▸ Object location annotation data:
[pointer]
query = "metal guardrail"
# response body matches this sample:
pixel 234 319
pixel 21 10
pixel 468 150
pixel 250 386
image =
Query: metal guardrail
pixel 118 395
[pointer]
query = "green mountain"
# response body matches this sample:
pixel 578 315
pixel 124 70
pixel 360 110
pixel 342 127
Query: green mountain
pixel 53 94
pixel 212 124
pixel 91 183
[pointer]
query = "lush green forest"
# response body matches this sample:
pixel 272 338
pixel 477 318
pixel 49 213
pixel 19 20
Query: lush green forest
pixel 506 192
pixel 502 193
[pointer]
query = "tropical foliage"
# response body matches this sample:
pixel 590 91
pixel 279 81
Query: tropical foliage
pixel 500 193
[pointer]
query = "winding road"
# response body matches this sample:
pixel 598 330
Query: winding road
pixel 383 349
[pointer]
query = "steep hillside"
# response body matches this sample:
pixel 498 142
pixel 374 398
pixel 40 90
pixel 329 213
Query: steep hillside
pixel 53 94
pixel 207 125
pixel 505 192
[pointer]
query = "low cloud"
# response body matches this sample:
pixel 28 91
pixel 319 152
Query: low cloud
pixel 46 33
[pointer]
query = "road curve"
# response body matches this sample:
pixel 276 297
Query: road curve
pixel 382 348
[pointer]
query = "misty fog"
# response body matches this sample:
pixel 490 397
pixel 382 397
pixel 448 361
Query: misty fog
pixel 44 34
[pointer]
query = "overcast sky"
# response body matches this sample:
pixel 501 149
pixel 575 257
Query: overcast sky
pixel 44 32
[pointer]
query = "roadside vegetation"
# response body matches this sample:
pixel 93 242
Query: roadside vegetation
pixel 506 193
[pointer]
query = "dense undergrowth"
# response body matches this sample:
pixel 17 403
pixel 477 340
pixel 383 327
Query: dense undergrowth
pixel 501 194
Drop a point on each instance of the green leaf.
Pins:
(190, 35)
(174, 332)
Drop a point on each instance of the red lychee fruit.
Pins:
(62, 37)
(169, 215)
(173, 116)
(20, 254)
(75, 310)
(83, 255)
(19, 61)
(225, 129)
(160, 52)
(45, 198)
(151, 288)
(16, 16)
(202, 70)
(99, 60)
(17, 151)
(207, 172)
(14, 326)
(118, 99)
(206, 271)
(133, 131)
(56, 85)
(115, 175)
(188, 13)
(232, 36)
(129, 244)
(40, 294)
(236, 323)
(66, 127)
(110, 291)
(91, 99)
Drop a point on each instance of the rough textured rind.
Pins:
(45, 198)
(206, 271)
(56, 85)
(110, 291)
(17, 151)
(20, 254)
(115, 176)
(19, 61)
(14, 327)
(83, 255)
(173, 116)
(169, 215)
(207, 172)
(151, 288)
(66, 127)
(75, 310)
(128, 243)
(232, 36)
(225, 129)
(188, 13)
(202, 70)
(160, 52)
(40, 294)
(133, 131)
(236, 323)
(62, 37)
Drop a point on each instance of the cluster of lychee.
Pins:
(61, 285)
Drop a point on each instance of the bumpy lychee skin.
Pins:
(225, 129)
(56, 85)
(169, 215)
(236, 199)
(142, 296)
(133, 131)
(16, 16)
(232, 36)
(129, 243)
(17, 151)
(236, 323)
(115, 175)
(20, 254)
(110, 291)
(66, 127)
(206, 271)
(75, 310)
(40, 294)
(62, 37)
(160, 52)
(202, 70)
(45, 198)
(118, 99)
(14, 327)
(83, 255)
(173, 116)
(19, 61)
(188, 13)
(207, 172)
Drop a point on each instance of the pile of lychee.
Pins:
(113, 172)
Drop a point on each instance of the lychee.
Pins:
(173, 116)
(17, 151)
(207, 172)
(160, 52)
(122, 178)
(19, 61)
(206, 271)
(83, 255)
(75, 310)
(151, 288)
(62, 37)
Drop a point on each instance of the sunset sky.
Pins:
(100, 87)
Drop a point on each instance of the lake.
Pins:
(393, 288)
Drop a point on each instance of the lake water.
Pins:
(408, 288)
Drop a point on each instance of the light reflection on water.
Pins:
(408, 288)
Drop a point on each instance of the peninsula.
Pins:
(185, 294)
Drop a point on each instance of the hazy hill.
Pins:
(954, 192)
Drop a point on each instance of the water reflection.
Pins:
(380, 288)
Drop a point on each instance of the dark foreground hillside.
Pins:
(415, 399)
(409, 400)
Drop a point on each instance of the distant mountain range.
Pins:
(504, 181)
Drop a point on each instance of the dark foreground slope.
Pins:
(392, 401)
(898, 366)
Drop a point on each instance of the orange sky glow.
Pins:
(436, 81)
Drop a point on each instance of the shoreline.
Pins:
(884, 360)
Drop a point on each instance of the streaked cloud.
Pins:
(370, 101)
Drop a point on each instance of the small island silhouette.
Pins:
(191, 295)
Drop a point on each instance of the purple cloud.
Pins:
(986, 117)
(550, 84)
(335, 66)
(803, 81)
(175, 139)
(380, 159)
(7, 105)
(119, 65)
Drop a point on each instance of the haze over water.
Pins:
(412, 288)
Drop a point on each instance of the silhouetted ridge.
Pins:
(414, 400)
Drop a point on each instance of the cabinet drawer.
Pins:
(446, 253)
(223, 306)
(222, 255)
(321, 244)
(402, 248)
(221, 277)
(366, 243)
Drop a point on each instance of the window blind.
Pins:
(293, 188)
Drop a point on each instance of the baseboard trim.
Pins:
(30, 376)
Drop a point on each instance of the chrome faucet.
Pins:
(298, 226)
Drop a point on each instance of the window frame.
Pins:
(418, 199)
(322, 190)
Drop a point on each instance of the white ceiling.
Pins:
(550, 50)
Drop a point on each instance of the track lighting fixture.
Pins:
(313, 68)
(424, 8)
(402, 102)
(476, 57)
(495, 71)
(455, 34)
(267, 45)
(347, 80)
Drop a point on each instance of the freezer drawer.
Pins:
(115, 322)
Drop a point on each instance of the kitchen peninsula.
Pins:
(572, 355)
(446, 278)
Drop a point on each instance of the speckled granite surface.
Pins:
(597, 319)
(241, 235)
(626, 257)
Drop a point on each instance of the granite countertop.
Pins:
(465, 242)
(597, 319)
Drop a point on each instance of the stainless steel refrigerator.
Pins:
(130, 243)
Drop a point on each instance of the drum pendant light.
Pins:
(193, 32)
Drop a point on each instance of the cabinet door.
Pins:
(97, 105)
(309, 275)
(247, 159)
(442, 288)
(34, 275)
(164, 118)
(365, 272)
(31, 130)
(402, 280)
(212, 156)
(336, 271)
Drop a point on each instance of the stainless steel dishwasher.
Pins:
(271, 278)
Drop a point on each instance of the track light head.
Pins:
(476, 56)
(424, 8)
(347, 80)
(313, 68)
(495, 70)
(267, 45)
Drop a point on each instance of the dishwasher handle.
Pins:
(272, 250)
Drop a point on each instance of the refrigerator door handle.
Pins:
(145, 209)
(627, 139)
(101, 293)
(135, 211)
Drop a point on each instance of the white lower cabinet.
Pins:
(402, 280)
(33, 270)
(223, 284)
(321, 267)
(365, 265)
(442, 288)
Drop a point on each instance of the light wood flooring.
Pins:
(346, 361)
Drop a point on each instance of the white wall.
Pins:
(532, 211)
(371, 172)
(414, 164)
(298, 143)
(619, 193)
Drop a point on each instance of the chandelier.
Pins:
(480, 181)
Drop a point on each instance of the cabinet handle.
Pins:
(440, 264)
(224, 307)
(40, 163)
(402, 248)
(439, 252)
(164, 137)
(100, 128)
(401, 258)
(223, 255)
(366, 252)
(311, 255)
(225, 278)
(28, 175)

▸ Written instruction: Rewrite all the records with "Drop a point" switched to "Place a marker" wherever it occurs, keeping every other line unchanged.

▸ Result:
[pointer]
query = "metal guardrail"
# response body matches this sample:
pixel 234 319
pixel 21 10
pixel 468 150
pixel 250 386
image =
Query: metal guardrail
pixel 118 395
[pointer]
query = "green mountain"
# response body matches this sample:
pixel 578 315
pixel 124 70
pixel 360 110
pixel 342 127
Query: green mountain
pixel 53 94
pixel 212 124
pixel 91 183
[pointer]
query = "lush green forest"
# response body matches this sample:
pixel 272 338
pixel 477 318
pixel 49 213
pixel 19 20
Query: lush green forest
pixel 506 192
pixel 502 193
[pointer]
query = "tropical foliage"
# response body matches this sample:
pixel 590 91
pixel 279 81
Query: tropical foliage
pixel 500 193
[pointer]
query = "winding road"
# response body matches this sample:
pixel 598 330
Query: winding road
pixel 383 349
[pointer]
query = "steep hillside"
# response body matches this sample:
pixel 498 142
pixel 374 398
pixel 40 90
pixel 329 213
Query: steep hillside
pixel 53 94
pixel 207 125
pixel 505 192
[pointer]
query = "low cloud"
# response body matches this sample:
pixel 28 91
pixel 319 152
Query: low cloud
pixel 46 33
[pointer]
query = "road curve"
# response body matches this sample:
pixel 276 297
Query: road curve
pixel 382 348
[pointer]
query = "misty fog"
# response body matches this sample:
pixel 490 397
pixel 382 397
pixel 448 361
Query: misty fog
pixel 44 34
[pointer]
query = "overcast sky"
# response body matches this sample:
pixel 501 149
pixel 575 257
Query: overcast sky
pixel 44 32
[pointer]
query = "roadside vegetation"
# response body matches this sample:
pixel 93 242
Query: roadside vegetation
pixel 506 193
[pointer]
query = "dense undergrowth"
# response body matches this sample:
pixel 17 403
pixel 477 340
pixel 383 327
Query: dense undergrowth
pixel 501 194
Place a marker on each instance of the green leaf.
Pins:
(190, 35)
(174, 332)
Place a marker on each instance of the red lychee fruit.
Pins:
(62, 37)
(169, 215)
(173, 116)
(20, 254)
(75, 310)
(83, 255)
(19, 61)
(225, 129)
(160, 52)
(45, 198)
(151, 288)
(16, 16)
(202, 70)
(99, 60)
(17, 151)
(207, 172)
(14, 326)
(118, 99)
(206, 271)
(133, 131)
(56, 85)
(115, 175)
(188, 13)
(232, 36)
(129, 244)
(40, 294)
(236, 323)
(66, 127)
(110, 291)
(91, 99)
Place a marker on each instance of the rough textured rind.
Pins:
(45, 198)
(206, 271)
(56, 85)
(110, 291)
(17, 151)
(20, 254)
(115, 176)
(19, 61)
(14, 327)
(83, 255)
(173, 116)
(169, 215)
(207, 172)
(151, 288)
(66, 127)
(75, 310)
(128, 243)
(232, 36)
(225, 129)
(188, 13)
(202, 70)
(160, 52)
(40, 294)
(133, 131)
(236, 323)
(62, 37)
Place a marker on each instance of the cluster of lychee.
Pins:
(61, 285)
Place a marker on each instance of the bumpy lychee skin.
Pins:
(225, 129)
(56, 85)
(169, 215)
(236, 199)
(142, 296)
(133, 131)
(16, 16)
(232, 36)
(129, 243)
(17, 151)
(236, 323)
(115, 175)
(20, 254)
(110, 291)
(66, 127)
(206, 271)
(75, 310)
(40, 294)
(62, 37)
(160, 52)
(202, 70)
(45, 198)
(118, 99)
(14, 327)
(83, 255)
(173, 116)
(19, 61)
(188, 13)
(207, 172)
Place a marker on each instance of the pile of lychee.
Pins:
(113, 172)
Place a marker on each instance of the lychee.
Pins:
(173, 116)
(17, 151)
(207, 172)
(160, 52)
(122, 178)
(19, 61)
(206, 271)
(83, 255)
(75, 310)
(151, 288)
(62, 37)
Place a marker on each instance of the sunset sky.
Pins:
(100, 87)
Place a marker on each instance of the lake.
Pins:
(393, 288)
Place a marker on each instance of the lake water.
Pins:
(408, 288)
Place a marker on each instance of the light reflection on water.
Pins:
(408, 288)
Place a marker on each instance of the peninsula.
Pins:
(185, 294)
Place a marker on each instance of the hazy hill.
Pins:
(954, 192)
Place a marker on each instance of the water reflection.
Pins:
(380, 288)
Place a marker on each instance of the dark foreground hillside.
Pins:
(415, 399)
(409, 400)
Place a marker on each instance of the distant mountain range.
Pins:
(504, 181)
Place a marker on each instance of the dark foreground slope.
Pins:
(392, 401)
(898, 366)
Place a marker on each instance of the orange sky glow.
Pins:
(436, 81)
Place a marker on each instance of the shoreline.
Pins:
(884, 360)
Place a marker on each instance of the streaked cloud.
Pins:
(370, 101)
Place a marker on each instance of the small island silhouette.
Pins:
(191, 295)
Place a marker on each instance of the purple cloud.
Pins:
(986, 117)
(550, 84)
(335, 66)
(803, 81)
(175, 139)
(380, 159)
(7, 105)
(119, 65)
Place a marker on each instance of the haze over water.
Pins:
(412, 288)
Place a marker on each instance of the silhouetted ridge.
Pins:
(414, 400)
Place a marker on each instance of the cabinet drawer.
Pins:
(446, 253)
(223, 306)
(222, 255)
(321, 244)
(402, 248)
(221, 277)
(366, 243)
Place a marker on each instance of the window blind.
Pins:
(293, 188)
Place a marker on each instance of the baseboard trim.
Pins:
(30, 376)
Place a marker on each instance of the chrome faucet.
Pins:
(298, 226)
Place a marker on each instance of the window frame.
Pins:
(418, 199)
(322, 190)
Place a marker on each instance of the white ceiling.
Pins:
(550, 50)
Place a marker on each instance of the track lighting fixture.
Pins:
(313, 68)
(424, 8)
(402, 102)
(476, 57)
(495, 71)
(455, 34)
(267, 45)
(347, 80)
Place a marker on each instance of the freezer drawer.
Pins:
(115, 322)
Place a marker on each instance of the kitchen peninsula.
Pins:
(572, 355)
(446, 278)
Place a marker on each instance of the speckled granite surface.
Pins:
(597, 319)
(241, 235)
(626, 257)
Place a marker on each instance of the granite countertop.
Pins:
(465, 242)
(597, 319)
Place a marker on each instance of the stainless steel refrigerator.
Pins:
(130, 243)
Place a marker on each instance of the drum pendant light.
Pins:
(193, 32)
Place a marker on each instance of the cabinet door.
Pins:
(97, 105)
(309, 275)
(247, 159)
(442, 288)
(34, 275)
(164, 118)
(365, 272)
(31, 130)
(402, 280)
(212, 156)
(336, 271)
Place a marker on each instance of the stainless steel dishwasher.
Pins:
(271, 278)
Place a marker on each instance of the track light head.
Pins:
(476, 56)
(424, 8)
(347, 80)
(313, 68)
(495, 70)
(267, 45)
Place a marker on each instance of the dishwasher handle.
Pins:
(272, 250)
Place a marker on each instance of the refrigerator door handle.
Pins:
(145, 209)
(627, 139)
(101, 293)
(135, 211)
Place a marker on each instance of the white lower cabinet.
Pins:
(402, 280)
(33, 270)
(223, 284)
(321, 267)
(365, 265)
(442, 288)
Place a marker on each instance of the light wood flooring.
Pins:
(346, 361)
Place a marker on each instance of the white wall.
Pins:
(532, 211)
(371, 172)
(414, 164)
(298, 143)
(619, 193)
Place a marker on each instance of the chandelier.
Pins:
(480, 181)
Place a marker on each instance of the cabinet handle.
Pins:
(440, 264)
(224, 307)
(40, 163)
(402, 248)
(439, 252)
(164, 137)
(100, 128)
(401, 258)
(223, 255)
(366, 252)
(311, 255)
(225, 278)
(28, 175)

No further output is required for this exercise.